EXCERPT PROVIDED Start Marker

HIQA publishes terms of reference of inquiry following death of Savita Halappanavar

Friday 30 November 2012 23.51
Savita Halappanavar died at Galway University Hospital on 28 October (Pic: Irish Times)
Savita Halappanavar died at Galway University Hospital on 28 October (Pic: Irish Times)

The Health Information and Quality Authority has published the terms of reference for its statutory investigation into the care of patients at University Hospital Galway after the death of Savita Halappanavar.

The inquiry will investigate the safety, quality and standards of services provided by the Health Service Executive to patients, including pregnant women, at risk of clinical deterioration.

It will examine the diagnosis and management of patients with sepsis.

The assessment will be made against the National Standards for Safer Better Healthcare.

The investigation will also examine the reporting and management of patient safety incidents and the prompt identification and management of clinically deteriorating patients.

If in the course of its investigation HIQA has grounds to believe there are further or other serious risks to patients, it may ask the Authority or the Minister for Health for its terms of reference to be extended.

The report will be published in order to promote safety and quality in health care.

The membership of the investigation team has yet to be announced.

Praveen Halappanavar's solicitor has said his client will not be supporting the HIQA investigation.

Gerard O'Donnell said the inquiry was sought by the HSE and not by the Government and this was also an issue.

EXCERPT PROVIDED End Marker
INFORMATION SUPPLIED Start Marker

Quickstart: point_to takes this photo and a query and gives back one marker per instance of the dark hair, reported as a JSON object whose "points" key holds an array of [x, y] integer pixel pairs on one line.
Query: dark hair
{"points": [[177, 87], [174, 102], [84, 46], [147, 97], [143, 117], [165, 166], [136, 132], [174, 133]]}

INFORMATION SUPPLIED End Marker

*QUESTIONS*:
1. In the article on the HIQA inquiry, against which standards will the assessment be made?
2. Carry on the article on the HIQA inquiry from its final sentence onward.

*RESPONSES FOR EACH TASK*:
1. The National Standards for Safer Better Healthcare.

2.
He said the recent weeks have been very stressful for Mr Halappanavar, dealing with his bereavement and also having to fight the Government for a proper inquiry.

He has begun the process of taking a case to the European Court of Human Rights seeking a sworn public inquiry.

Under Article 6 of the European Convention on Human Rights, people are entitled to a fair and public hearing within a reasonable time by an independent and impartial tribunal established by law.

Mr O'Donnell had set a deadline of yesterday evening for the Government to agree to a public inquiry.

A spokesperson for Health Minister James Reilly has said that he has not ruled out a public inquiry.

He said that the minister respects the right of Mr Halappanavar to take the case to whatever forum he believes he needs to.

Earlier, the HSE said that its "clinical review" into the death of Ms Halappanavar on 28 October is "well advanced".

No completion date has been set for the review, however Minister Reilly has sought an interim report before Christmas.

The investigation, more recently termed a clinical review, was announced on 19 November.